Start of EXTRACTED DATA
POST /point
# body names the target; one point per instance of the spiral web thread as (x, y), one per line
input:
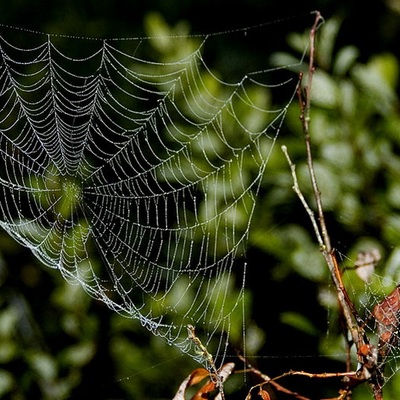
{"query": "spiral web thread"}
(136, 179)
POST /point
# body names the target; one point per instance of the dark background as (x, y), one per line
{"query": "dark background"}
(372, 27)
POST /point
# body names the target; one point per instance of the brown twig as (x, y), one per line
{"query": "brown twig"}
(367, 368)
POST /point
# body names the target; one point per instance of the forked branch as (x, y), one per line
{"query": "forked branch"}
(367, 367)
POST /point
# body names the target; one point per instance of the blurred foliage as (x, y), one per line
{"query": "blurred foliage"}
(55, 342)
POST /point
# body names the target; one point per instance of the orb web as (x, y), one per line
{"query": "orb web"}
(137, 178)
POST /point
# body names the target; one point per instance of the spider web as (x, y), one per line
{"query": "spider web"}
(134, 178)
(373, 287)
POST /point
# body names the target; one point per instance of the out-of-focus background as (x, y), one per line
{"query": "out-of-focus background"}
(56, 342)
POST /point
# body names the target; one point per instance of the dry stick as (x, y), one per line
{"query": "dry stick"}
(353, 321)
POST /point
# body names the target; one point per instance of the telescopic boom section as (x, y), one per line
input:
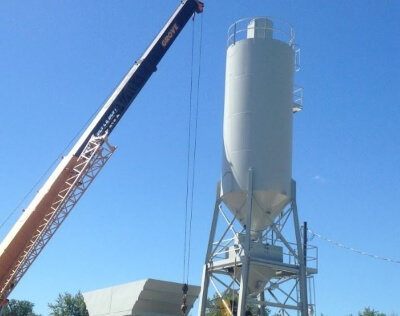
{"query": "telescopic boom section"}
(77, 170)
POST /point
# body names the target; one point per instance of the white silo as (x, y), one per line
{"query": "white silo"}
(250, 260)
(257, 129)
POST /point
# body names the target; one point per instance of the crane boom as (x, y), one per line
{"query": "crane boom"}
(77, 170)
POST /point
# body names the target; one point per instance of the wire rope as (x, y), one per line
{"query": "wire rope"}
(195, 148)
(188, 149)
(360, 252)
(191, 154)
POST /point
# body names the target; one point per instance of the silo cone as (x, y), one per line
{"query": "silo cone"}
(257, 130)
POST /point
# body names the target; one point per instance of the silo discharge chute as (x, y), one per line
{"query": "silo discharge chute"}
(250, 254)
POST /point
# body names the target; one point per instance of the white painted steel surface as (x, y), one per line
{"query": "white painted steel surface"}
(257, 129)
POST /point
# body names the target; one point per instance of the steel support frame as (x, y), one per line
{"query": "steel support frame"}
(92, 159)
(287, 294)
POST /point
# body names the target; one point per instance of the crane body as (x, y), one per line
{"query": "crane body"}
(79, 167)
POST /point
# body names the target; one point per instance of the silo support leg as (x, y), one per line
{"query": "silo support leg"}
(244, 280)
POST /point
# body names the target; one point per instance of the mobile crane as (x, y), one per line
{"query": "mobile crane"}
(76, 171)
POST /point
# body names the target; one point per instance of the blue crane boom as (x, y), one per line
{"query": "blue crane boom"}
(76, 171)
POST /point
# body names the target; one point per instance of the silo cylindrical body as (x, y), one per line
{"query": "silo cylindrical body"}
(257, 129)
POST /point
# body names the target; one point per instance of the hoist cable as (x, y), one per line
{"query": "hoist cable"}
(195, 147)
(189, 133)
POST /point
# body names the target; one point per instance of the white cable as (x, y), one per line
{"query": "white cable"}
(353, 249)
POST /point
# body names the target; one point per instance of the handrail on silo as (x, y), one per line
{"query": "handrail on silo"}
(283, 30)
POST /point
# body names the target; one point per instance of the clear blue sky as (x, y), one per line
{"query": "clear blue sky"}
(60, 60)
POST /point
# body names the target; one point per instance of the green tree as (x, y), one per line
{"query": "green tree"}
(368, 311)
(19, 308)
(69, 305)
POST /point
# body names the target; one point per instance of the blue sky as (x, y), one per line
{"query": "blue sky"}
(59, 62)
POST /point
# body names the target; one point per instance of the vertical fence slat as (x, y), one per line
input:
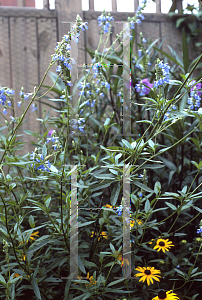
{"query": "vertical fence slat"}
(158, 6)
(46, 4)
(136, 4)
(114, 5)
(91, 4)
(21, 3)
(179, 5)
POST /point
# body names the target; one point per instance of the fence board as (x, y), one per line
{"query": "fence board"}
(29, 36)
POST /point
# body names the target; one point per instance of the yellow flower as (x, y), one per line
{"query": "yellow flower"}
(31, 237)
(108, 206)
(148, 273)
(163, 245)
(101, 234)
(162, 295)
(119, 257)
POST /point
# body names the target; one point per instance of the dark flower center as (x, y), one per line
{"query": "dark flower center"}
(162, 294)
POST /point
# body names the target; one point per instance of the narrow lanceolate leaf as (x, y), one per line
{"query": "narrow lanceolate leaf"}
(185, 52)
(36, 288)
(115, 194)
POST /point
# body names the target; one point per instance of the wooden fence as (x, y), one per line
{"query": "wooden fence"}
(29, 36)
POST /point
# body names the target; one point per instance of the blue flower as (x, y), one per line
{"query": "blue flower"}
(10, 92)
(132, 25)
(199, 230)
(139, 53)
(33, 107)
(58, 69)
(61, 57)
(93, 103)
(107, 85)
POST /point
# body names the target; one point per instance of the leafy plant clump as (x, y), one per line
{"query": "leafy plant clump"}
(91, 213)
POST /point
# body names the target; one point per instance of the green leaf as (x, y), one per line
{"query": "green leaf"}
(185, 52)
(83, 296)
(36, 288)
(2, 137)
(172, 206)
(168, 163)
(147, 206)
(30, 132)
(81, 265)
(144, 187)
(99, 186)
(115, 194)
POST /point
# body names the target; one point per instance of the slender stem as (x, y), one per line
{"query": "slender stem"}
(22, 117)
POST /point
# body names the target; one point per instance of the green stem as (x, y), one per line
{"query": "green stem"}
(21, 119)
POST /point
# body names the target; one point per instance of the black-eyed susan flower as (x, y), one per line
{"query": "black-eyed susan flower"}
(162, 295)
(31, 237)
(148, 273)
(101, 234)
(163, 245)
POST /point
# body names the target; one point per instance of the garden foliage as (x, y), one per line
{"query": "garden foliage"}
(163, 154)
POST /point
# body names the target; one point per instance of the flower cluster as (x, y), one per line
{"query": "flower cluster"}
(34, 156)
(62, 50)
(162, 73)
(148, 273)
(75, 124)
(53, 138)
(143, 87)
(162, 295)
(104, 21)
(194, 100)
(167, 114)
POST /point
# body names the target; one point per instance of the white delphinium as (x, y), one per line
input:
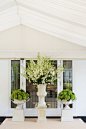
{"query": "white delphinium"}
(42, 71)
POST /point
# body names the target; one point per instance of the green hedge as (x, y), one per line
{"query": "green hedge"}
(67, 95)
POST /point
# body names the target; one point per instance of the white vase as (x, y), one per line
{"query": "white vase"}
(18, 102)
(66, 103)
(42, 93)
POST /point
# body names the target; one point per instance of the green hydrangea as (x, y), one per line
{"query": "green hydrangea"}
(67, 95)
(19, 94)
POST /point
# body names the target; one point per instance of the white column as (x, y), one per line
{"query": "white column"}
(60, 83)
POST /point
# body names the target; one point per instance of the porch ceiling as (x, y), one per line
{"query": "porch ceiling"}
(65, 19)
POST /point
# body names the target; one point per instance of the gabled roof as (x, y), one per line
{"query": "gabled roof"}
(65, 19)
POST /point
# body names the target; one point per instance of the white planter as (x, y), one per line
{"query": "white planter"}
(42, 93)
(66, 103)
(18, 102)
(18, 112)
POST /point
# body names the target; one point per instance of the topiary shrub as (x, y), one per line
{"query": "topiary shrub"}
(19, 95)
(67, 95)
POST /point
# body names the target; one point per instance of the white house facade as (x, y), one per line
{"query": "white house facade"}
(55, 29)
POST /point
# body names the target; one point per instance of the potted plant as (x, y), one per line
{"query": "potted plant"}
(66, 97)
(41, 73)
(19, 97)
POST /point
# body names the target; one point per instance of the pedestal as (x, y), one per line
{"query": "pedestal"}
(66, 115)
(18, 115)
(41, 115)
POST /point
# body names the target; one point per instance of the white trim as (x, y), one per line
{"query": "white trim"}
(59, 55)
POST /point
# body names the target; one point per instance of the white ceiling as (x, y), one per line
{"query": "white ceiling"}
(65, 19)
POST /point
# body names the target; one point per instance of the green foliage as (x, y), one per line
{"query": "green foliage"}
(67, 95)
(19, 94)
(42, 71)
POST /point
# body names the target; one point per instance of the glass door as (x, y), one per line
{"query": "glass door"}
(51, 98)
(53, 106)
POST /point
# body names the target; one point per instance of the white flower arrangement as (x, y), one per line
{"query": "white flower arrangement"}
(42, 71)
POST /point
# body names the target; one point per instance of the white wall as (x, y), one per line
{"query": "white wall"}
(4, 83)
(24, 38)
(79, 86)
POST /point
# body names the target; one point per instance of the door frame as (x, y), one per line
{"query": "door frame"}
(33, 111)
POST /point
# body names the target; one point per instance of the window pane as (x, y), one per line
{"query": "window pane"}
(51, 89)
(15, 77)
(32, 90)
(67, 76)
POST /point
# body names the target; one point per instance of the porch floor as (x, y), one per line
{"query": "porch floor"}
(30, 123)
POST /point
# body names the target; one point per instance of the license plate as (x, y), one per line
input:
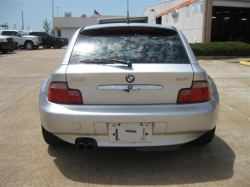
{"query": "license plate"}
(130, 132)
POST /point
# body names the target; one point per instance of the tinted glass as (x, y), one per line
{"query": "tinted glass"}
(138, 45)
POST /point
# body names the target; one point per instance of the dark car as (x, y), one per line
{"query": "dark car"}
(7, 44)
(49, 40)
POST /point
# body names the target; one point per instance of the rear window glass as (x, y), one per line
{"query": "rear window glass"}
(138, 45)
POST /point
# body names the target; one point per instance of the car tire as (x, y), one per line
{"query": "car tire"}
(29, 45)
(205, 138)
(46, 47)
(57, 45)
(51, 139)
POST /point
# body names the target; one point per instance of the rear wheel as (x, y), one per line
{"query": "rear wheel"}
(205, 138)
(51, 139)
(57, 45)
(46, 47)
(29, 45)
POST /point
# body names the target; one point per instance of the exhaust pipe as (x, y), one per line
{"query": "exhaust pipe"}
(91, 146)
(81, 145)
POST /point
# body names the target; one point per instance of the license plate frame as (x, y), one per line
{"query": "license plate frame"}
(130, 132)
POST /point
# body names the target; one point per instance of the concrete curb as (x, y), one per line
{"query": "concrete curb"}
(245, 63)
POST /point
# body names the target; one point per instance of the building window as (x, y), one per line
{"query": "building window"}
(166, 17)
(187, 11)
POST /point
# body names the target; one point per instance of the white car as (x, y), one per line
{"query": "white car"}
(128, 85)
(23, 40)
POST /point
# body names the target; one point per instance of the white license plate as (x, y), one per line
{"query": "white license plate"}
(130, 132)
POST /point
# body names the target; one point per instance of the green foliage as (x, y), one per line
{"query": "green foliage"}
(221, 49)
(46, 25)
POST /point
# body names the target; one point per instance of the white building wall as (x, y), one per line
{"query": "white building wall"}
(192, 25)
(68, 32)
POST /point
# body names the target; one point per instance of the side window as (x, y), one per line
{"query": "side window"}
(43, 34)
(7, 33)
(14, 33)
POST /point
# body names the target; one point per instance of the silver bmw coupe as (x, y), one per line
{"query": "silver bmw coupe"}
(128, 85)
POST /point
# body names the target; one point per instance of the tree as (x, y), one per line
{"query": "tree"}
(46, 25)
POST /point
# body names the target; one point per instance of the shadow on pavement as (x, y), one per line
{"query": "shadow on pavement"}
(128, 166)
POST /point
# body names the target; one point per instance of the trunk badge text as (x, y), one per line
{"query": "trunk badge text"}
(130, 78)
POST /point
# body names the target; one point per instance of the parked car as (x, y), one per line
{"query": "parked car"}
(24, 41)
(50, 40)
(7, 44)
(128, 85)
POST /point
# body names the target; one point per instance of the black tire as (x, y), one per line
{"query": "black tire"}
(51, 139)
(205, 138)
(29, 45)
(46, 47)
(57, 45)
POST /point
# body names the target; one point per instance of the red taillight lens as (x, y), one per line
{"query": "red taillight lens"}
(60, 93)
(199, 92)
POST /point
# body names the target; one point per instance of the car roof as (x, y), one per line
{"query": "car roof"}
(9, 30)
(112, 25)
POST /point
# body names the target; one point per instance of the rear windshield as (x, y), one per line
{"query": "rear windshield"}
(137, 45)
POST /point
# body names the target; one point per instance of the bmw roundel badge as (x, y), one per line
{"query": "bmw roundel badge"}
(130, 78)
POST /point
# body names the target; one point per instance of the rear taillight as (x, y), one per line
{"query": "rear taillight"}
(60, 93)
(199, 92)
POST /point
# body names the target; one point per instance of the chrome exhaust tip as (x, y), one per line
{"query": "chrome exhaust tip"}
(91, 146)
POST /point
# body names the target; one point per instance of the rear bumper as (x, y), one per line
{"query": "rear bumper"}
(184, 123)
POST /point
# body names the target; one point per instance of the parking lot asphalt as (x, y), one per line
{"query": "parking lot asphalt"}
(26, 160)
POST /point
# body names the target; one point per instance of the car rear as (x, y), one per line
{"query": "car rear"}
(165, 98)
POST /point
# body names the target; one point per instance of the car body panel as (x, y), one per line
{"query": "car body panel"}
(6, 44)
(195, 120)
(21, 39)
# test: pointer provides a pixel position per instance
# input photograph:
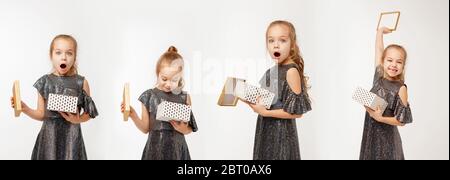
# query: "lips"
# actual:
(393, 70)
(277, 54)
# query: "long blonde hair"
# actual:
(171, 57)
(294, 53)
(74, 69)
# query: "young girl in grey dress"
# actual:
(276, 135)
(381, 139)
(60, 137)
(166, 140)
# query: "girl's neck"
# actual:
(61, 75)
(387, 77)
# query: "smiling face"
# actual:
(169, 76)
(279, 42)
(63, 56)
(394, 63)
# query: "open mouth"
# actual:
(277, 54)
(393, 70)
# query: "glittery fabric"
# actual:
(59, 139)
(164, 142)
(382, 141)
(277, 139)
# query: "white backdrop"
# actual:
(120, 41)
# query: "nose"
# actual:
(276, 45)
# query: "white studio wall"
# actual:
(120, 41)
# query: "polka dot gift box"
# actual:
(62, 103)
(369, 99)
(251, 93)
(168, 111)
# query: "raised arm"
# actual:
(379, 45)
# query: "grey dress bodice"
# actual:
(164, 142)
(277, 139)
(59, 139)
(382, 141)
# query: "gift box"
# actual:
(369, 99)
(62, 103)
(227, 97)
(168, 111)
(251, 94)
(389, 20)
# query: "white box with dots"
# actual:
(251, 93)
(62, 103)
(168, 111)
(369, 99)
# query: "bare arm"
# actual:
(77, 118)
(379, 45)
(142, 124)
(377, 114)
(36, 114)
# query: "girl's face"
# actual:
(169, 78)
(278, 43)
(393, 63)
(63, 56)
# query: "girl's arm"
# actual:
(183, 127)
(142, 124)
(378, 115)
(294, 82)
(36, 114)
(77, 118)
(379, 45)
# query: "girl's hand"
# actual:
(375, 114)
(181, 127)
(24, 106)
(122, 109)
(258, 108)
(384, 30)
(72, 118)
End of EXTRACTED DATA
• [TASK INSTRUCTIONS] Above are records; repeat only the lines starting at the line with "lanceolate leaf as (x, y), one per line" and ending at the line with "blue flower as (x, y), one per line", exactly as they appear, both included.

• [SOLUTION]
# body names the target; one point per instance of the narrow lanceolate leaf as (x, y), one per line
{"query": "narrow lanceolate leaf"}
(185, 52)
(36, 288)
(115, 194)
POST /point
# body names the target; one point per instance of the wooden fence as (x, y), one per line
{"query": "wooden fence"}
(29, 36)
POST /point
# body names the target; one point per instance of the blue flower as (x, y), one per line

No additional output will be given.